PROBLEM DESCRIPTION:
Please answer these questions from the parcel delivery text, one answer per line:
1. In the figure caption, which mode of travel do the dashed lines show?
2. On what trade-off does the design of the distribution system hinge?
3. What percentage of the roughly 13,000 consignments could be delivered anytime until 6pm?

A feasible solution to an instance with one depot and 10 customers, where walking is shown by the dashed lines and driving by the solid lines

Full size image

The design of the distribution system that includes driving and walking therefore hinges on the trade-off between the time taken by the two modes, which requires the two modes to be treated separately. The model we describe in the following section explicitly addresses this particular aspect of the problem.

Time window constraints for parcel delivery are not explicitly considered here. Our analysis of a data set from a major carrier operating in London covering the period 4–9 June 2018 revealed that, of about 13,000 consignments that were delivered, only 1.6% required delivery by 9am, 2.3% by 10am and 7.2% by 12pm, whereas the rest (88.9%) could be delivered anytime until 6pm on a given day. Given the relatively small proportion of time-sensitive parcels, we assume that these could be delivered separately to ensure the delivery deadlines are met, and therefore focus our attention on parcels that do not have any time delivery constraints attached to them.

STORED ROWS:
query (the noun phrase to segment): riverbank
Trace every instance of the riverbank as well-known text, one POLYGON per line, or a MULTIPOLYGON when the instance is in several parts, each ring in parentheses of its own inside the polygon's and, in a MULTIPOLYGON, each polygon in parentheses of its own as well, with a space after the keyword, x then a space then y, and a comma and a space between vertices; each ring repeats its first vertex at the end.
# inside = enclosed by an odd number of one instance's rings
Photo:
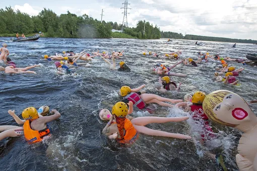
MULTIPOLYGON (((26 34, 26 37, 29 37, 34 36, 35 34, 37 34, 37 33, 29 33, 26 34)), ((21 35, 19 34, 20 36, 21 35)), ((48 36, 48 34, 47 33, 45 33, 44 35, 40 35, 41 37, 52 37, 52 36, 48 36)), ((9 34, 9 33, 3 33, 0 34, 0 37, 16 37, 16 34, 9 34)), ((53 37, 55 38, 60 38, 58 37, 57 36, 55 36, 53 37)), ((137 37, 133 37, 131 35, 129 35, 127 34, 124 33, 119 33, 119 32, 112 32, 111 33, 111 37, 110 38, 123 38, 123 39, 138 39, 137 37)))

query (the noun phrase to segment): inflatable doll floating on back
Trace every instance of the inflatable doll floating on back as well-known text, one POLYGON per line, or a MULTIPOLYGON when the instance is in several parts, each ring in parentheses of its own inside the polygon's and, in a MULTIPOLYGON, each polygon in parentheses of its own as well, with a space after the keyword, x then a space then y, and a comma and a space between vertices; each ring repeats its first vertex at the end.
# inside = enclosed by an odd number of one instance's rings
POLYGON ((206 96, 203 107, 209 119, 243 132, 236 163, 241 171, 257 170, 257 117, 244 100, 231 92, 219 90, 206 96))

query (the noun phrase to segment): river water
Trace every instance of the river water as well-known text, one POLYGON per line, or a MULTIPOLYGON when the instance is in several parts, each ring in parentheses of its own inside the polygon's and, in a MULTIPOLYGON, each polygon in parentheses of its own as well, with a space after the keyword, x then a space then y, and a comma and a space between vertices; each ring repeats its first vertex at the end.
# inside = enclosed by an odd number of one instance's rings
MULTIPOLYGON (((220 64, 211 62, 197 67, 178 65, 172 69, 173 72, 188 74, 186 77, 172 77, 175 82, 182 82, 180 92, 157 93, 154 83, 158 80, 158 76, 151 73, 150 68, 158 61, 166 65, 176 61, 142 54, 145 49, 160 54, 181 50, 182 58, 191 57, 196 60, 199 51, 245 58, 247 53, 256 52, 256 45, 238 43, 237 48, 232 48, 232 43, 205 42, 205 45, 200 46, 195 46, 194 41, 180 40, 170 44, 165 43, 166 40, 41 38, 36 41, 23 42, 11 42, 9 40, 0 38, 2 42, 7 42, 10 57, 18 67, 39 63, 42 66, 31 69, 35 71, 36 75, 0 74, 1 125, 17 125, 8 113, 9 109, 15 109, 21 118, 22 110, 28 107, 38 108, 48 105, 50 109, 59 111, 61 116, 49 123, 52 135, 44 139, 43 144, 28 145, 22 136, 0 142, 0 170, 218 170, 215 161, 204 154, 207 151, 222 152, 228 168, 238 170, 235 156, 241 133, 237 130, 213 123, 217 138, 202 146, 198 141, 198 131, 201 126, 191 119, 179 123, 152 124, 147 127, 190 135, 193 138, 185 140, 141 135, 133 145, 124 147, 102 134, 106 123, 100 120, 98 112, 104 108, 111 110, 112 105, 121 100, 117 92, 124 85, 136 88, 146 84, 145 90, 148 93, 174 99, 182 99, 185 94, 192 95, 197 91, 208 94, 220 89, 236 93, 247 101, 256 99, 257 68, 235 63, 234 65, 237 68, 245 68, 238 77, 239 86, 214 82, 215 67, 220 64), (43 60, 46 54, 49 56, 63 50, 79 52, 84 49, 89 53, 97 49, 109 52, 124 49, 123 60, 132 71, 128 73, 110 71, 107 64, 97 57, 91 62, 93 66, 76 69, 77 75, 60 76, 55 73, 53 62, 43 60)), ((252 106, 253 110, 257 107, 256 105, 252 106)), ((135 110, 132 116, 188 115, 179 109, 158 106, 157 111, 153 114, 135 110)))

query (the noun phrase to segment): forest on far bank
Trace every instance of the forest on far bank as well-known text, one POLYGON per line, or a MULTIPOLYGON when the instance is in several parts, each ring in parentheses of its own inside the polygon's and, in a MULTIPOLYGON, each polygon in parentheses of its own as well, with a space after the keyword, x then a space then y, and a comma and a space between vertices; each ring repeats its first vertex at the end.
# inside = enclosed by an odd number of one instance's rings
POLYGON ((57 15, 51 10, 44 8, 36 16, 30 16, 11 7, 0 9, 0 36, 14 37, 17 32, 25 35, 42 32, 48 37, 85 38, 138 38, 158 39, 161 38, 196 41, 257 43, 256 40, 230 39, 193 35, 183 36, 181 33, 161 31, 157 26, 149 22, 139 21, 136 27, 123 28, 122 33, 112 32, 121 30, 122 24, 117 22, 102 22, 86 14, 78 16, 71 13, 57 15))

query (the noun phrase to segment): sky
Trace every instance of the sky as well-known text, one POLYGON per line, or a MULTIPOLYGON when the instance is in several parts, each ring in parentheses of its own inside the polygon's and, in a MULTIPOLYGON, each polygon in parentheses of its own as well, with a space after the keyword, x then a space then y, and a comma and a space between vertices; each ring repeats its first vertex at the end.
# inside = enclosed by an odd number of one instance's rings
MULTIPOLYGON (((56 14, 67 11, 98 20, 122 24, 125 0, 1 1, 0 7, 32 16, 43 9, 56 14)), ((161 31, 206 36, 257 40, 257 0, 127 0, 129 27, 140 20, 157 25, 161 31)))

RESULT FOR THIS EXERCISE:
1. Walking.
2. The trade-off between the time taken by driving and by walking.
3. 88.9%.